— Exercise goal —
The full set of records below is to be reproduced without a single alteration.

— Provided material —
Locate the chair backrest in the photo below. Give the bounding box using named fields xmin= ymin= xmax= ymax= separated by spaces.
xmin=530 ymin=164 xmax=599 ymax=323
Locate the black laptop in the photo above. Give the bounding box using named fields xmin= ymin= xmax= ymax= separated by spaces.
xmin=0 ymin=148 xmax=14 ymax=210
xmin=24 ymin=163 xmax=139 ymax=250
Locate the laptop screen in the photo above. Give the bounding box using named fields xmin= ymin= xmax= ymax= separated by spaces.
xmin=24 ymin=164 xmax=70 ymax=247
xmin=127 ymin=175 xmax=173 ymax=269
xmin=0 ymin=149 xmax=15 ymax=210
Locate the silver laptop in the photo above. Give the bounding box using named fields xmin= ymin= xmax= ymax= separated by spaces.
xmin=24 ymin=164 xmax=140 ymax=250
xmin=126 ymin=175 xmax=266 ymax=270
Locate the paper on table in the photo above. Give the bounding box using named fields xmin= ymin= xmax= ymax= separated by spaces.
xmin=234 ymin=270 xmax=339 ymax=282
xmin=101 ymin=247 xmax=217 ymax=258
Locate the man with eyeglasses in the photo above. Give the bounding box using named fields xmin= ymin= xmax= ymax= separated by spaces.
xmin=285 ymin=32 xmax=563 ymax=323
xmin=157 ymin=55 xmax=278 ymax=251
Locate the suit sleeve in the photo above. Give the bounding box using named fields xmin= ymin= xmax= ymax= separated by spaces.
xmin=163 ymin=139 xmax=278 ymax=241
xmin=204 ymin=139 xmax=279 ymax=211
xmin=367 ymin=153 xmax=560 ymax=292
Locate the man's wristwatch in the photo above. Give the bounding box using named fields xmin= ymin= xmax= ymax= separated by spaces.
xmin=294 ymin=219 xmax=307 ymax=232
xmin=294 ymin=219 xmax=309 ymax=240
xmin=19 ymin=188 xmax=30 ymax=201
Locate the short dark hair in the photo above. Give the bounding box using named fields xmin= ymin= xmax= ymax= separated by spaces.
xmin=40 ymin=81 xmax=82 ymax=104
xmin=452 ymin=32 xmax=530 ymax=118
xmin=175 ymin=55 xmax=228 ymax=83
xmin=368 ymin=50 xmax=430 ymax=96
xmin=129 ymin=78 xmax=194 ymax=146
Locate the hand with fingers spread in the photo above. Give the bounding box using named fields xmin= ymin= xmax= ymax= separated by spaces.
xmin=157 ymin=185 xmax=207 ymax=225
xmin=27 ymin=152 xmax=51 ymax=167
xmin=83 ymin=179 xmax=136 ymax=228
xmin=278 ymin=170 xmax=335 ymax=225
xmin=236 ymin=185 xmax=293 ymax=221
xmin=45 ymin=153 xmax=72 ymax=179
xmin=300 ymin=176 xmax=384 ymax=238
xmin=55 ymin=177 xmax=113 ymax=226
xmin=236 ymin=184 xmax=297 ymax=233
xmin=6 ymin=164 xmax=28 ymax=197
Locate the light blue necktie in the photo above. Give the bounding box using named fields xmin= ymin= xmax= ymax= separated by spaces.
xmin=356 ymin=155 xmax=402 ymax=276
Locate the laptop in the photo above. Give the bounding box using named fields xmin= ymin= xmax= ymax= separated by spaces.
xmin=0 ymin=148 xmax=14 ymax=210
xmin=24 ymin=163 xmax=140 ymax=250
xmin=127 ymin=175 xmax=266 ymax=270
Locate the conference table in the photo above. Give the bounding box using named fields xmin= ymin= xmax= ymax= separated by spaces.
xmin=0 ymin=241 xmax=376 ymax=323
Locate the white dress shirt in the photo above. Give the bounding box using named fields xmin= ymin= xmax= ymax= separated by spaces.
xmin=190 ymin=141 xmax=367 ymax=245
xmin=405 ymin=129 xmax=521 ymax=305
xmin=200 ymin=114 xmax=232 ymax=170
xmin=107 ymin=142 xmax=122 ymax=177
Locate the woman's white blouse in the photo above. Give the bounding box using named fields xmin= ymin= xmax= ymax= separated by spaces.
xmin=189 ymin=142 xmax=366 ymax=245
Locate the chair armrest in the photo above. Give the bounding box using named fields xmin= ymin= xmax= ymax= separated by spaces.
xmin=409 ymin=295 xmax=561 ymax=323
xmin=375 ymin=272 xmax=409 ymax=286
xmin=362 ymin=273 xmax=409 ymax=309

— Worked solution —
Locate the chair backrest in the photo below. Give the bounding box using named fields xmin= ymin= xmax= ymax= separated by spaces.
xmin=530 ymin=164 xmax=599 ymax=323
Locate the black laptop in the photo above. Give the bounding box using named fields xmin= ymin= xmax= ymax= separated by spaces.
xmin=0 ymin=148 xmax=14 ymax=210
xmin=24 ymin=163 xmax=139 ymax=250
Locate the laptop screen in the photo above. Give the bounding box using named fields xmin= ymin= xmax= ymax= separated by spaces.
xmin=24 ymin=164 xmax=70 ymax=247
xmin=127 ymin=175 xmax=173 ymax=269
xmin=0 ymin=149 xmax=15 ymax=210
Locate the silver laptop in the photo above. Give the bounding box using named fields xmin= ymin= xmax= ymax= separated by spaces.
xmin=24 ymin=164 xmax=140 ymax=250
xmin=126 ymin=175 xmax=266 ymax=270
Locate the paper on table in the photo above. Give the bounding box using named fields xmin= ymin= xmax= ymax= separated by spaces.
xmin=234 ymin=270 xmax=339 ymax=282
xmin=101 ymin=247 xmax=217 ymax=258
Locate the man with eyeglasses in the photo above. Give the bounding box using named fields xmin= ymin= xmax= ymax= separated by spaces.
xmin=285 ymin=32 xmax=563 ymax=323
xmin=157 ymin=55 xmax=278 ymax=251
Locate the suit sleeve in the photo above. Give the bounding box using named fields xmin= ymin= xmax= ymax= separated by spaces.
xmin=163 ymin=139 xmax=278 ymax=241
xmin=204 ymin=139 xmax=279 ymax=211
xmin=367 ymin=153 xmax=560 ymax=292
Locate the man's wristwatch in the photo above. Give the bounding box using named fields xmin= ymin= xmax= ymax= separated by spaces.
xmin=294 ymin=219 xmax=307 ymax=232
xmin=294 ymin=219 xmax=309 ymax=240
xmin=19 ymin=188 xmax=30 ymax=201
Locate the short dark hair in the photo above. Give the bounding box using named fields xmin= ymin= xmax= ymax= separated by spaces.
xmin=40 ymin=81 xmax=82 ymax=104
xmin=452 ymin=32 xmax=530 ymax=118
xmin=175 ymin=55 xmax=228 ymax=83
xmin=368 ymin=50 xmax=430 ymax=96
xmin=129 ymin=78 xmax=194 ymax=146
Locate the hand with fingers spread in the photo above. Give the bounding box using named fields xmin= ymin= xmax= ymax= separated by spaces.
xmin=157 ymin=185 xmax=207 ymax=225
xmin=27 ymin=152 xmax=51 ymax=167
xmin=83 ymin=179 xmax=136 ymax=228
xmin=278 ymin=170 xmax=335 ymax=225
xmin=236 ymin=185 xmax=293 ymax=221
xmin=45 ymin=153 xmax=72 ymax=179
xmin=300 ymin=176 xmax=384 ymax=238
xmin=55 ymin=177 xmax=113 ymax=226
xmin=236 ymin=184 xmax=297 ymax=233
xmin=6 ymin=164 xmax=28 ymax=197
Locate the light blue necktie in the photo above. Give the bounding box using named fields xmin= ymin= xmax= ymax= separated by spaces.
xmin=356 ymin=155 xmax=402 ymax=276
Locate the laptop in the photo above. Give the bounding box using named fields xmin= ymin= xmax= ymax= separated by spaces.
xmin=0 ymin=148 xmax=14 ymax=210
xmin=24 ymin=163 xmax=140 ymax=250
xmin=127 ymin=175 xmax=266 ymax=270
Locate the conference table in the photo above. Give the bounding box using named fields xmin= ymin= xmax= ymax= separated by spaces.
xmin=0 ymin=241 xmax=376 ymax=323
Locate the white dress shirt in the photo above. Give the bounding box using named fields xmin= ymin= xmax= ymax= separated by spaces.
xmin=190 ymin=141 xmax=367 ymax=245
xmin=405 ymin=129 xmax=521 ymax=305
xmin=200 ymin=114 xmax=232 ymax=170
xmin=107 ymin=142 xmax=122 ymax=177
Locate the woman's white blouse in the photo above. Give the bounding box using named fields xmin= ymin= xmax= ymax= separated by spaces.
xmin=189 ymin=142 xmax=366 ymax=245
Locate the chair armrest in the photo above. Give the bounding box using named fields xmin= ymin= xmax= ymax= separated by spaces.
xmin=409 ymin=295 xmax=561 ymax=323
xmin=375 ymin=272 xmax=409 ymax=286
xmin=362 ymin=273 xmax=409 ymax=309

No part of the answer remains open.